● **Record extracts**
# # #
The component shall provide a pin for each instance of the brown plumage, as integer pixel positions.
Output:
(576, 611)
# # #
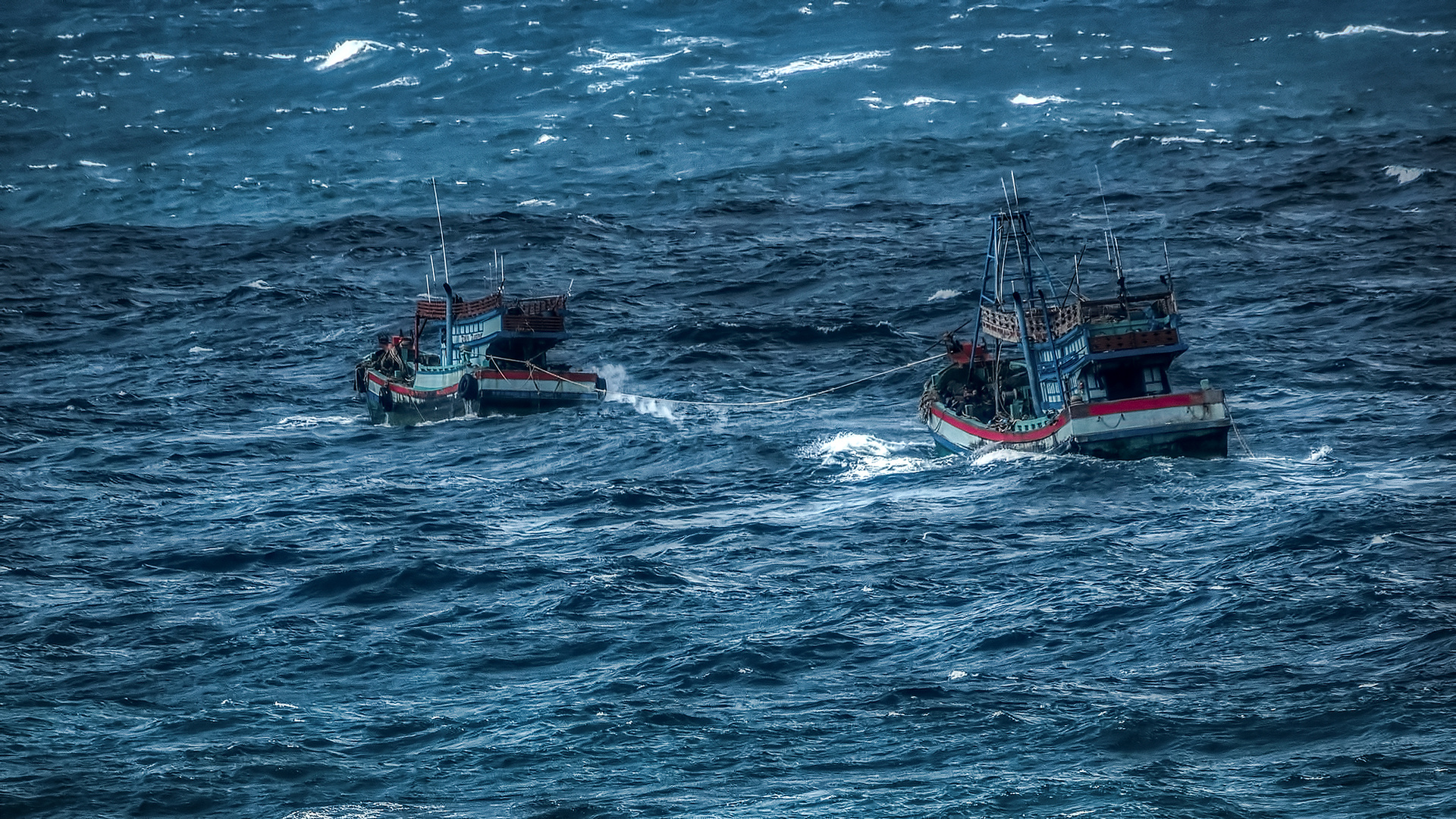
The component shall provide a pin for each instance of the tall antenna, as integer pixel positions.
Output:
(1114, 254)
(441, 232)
# # #
● **Required work**
Report every line in the rows above that contains the word "each".

● **Reply**
The component shall provide a pin for each instance of the brown plumage, as integer pixel positions.
The component shall provide a pin for each instance of the tall antenna, as integer pixel positions.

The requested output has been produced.